**Trecho para leitura**

--------

05/05/2012
às 8:02SIM, O JORNALISMO PRECISA TOMAR CUIDADO PARA NÃO SERVIR AO CRIME ORGANIZADO E ÀQUELES QUE QUEREM DESMORALIZAR A DEMOCRACIA
Uma coisa vocês não
podem negar a este escriba, não é? Desde o primeiro dia, apontei a ação dos
petistas — encabeçados por Lula, José Dirceu e Rui Falcão — para usar as
tramoias de Carlinhos Cachoeira e seu grupo para tentar melar o processo do
mensalão e para intimidar a imprensa. A coisa agora é escancarada! Ontem, Rui
Falcão (ver posts abaixo) perdeu qualquer restinho de pudor e declarou
que a “mídia” será o próximo alvo do governo. Tudo indica que falou apenas em
nome da banda heavy metal do PT, não do Planalto. Trato do assunto em
outro post. Muito bem. “Melar” o mensalão compreende, entre outras coisas, um
esforço para desmoralizar ministros do Supremo Tribunal Federal e o
procurador-geral da República, Roberto Gurgel. A imprensa independente — aquela
que não é financiada com dinheiro público nem é subordinada a uma rede criminosa
montada na Internet (isso ainda vai dar o que falar, anotem aí) — tem de tomar
cuidado para não fazer, involuntariamente, o serviço da bandidagem.
Infelizmente, aqui e ali, isso está acontecendo. Dado o pano de fundo, exporei
aqui um caso emblemático. Antes de fazê-lo, no entanto, é preciso proceder a uma
digressão para esclarecer algumas coisas.
Começa a digressão
Já escrevi aqui — e Eurípedes Alcântara, diretor de
Redação da VEJA, divulgou uma Carta de Princípios a respeito da ética no jornalismo — que a qualidade
moral da fonte não faz a qualidade da informação. Uma pessoa decente e muito
bem-intencionada pode induzir um repórter ao erro. Um bandido pode dar uma
informação relevante. O importante é o jornalista saber para quem está
trabalhando. Não tenho receio nenhum de debater abertamente o que alguns
vagabundos andam dizendo sobre VEJA. O inquérito que veio a público demonstra
que o profissional da revista trabalhava a serviço da verdade e do interesse
público. Quanto mais isso fica evidente, mais a corja radicaliza na retórica. A
reportagem recebeu informações de Cachoeira? Também dele, a exemplo de uma penca
de jornalistas. Ou algum repórter investigativo de Brasília se oregulha se só
falar com beartos e beatas??? Matérias foram feitas só com informações do
dito-cujo? Isso é uma piada, uma fantasia! Tanto as reportagens de VEJA eram
fundamentadas, com dados inquestionáveis, que muitas delas estão, sim, na raiz
da demissão de ministros e servidores. Mas atenção! Quem demite é a
presidente Dilma Rousseff. VEJA não tem esse poder. Se a primeira mandatária
tomou tal decisão, encontrou certamente razões muito fortes para tanto.

--------

**Tarefa proposta**
Transcreva, sem nenhuma alteração, a parte do texto sobre jornalismo e crime organizado que começa em "Infelizmente, aqui e" e segue até "esclarecer algumas coisas.".

**Dados de origem**
--------

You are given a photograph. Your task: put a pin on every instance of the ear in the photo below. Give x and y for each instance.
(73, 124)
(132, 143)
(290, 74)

--------

**Exercício resolvido**
Infelizmente, aqui e ali, isso está acontecendo. Dado o pano de fundo, exporei
aqui um caso emblemático. Antes de fazê-lo, no entanto, é preciso proceder a uma
digressão para esclarecer algumas coisas.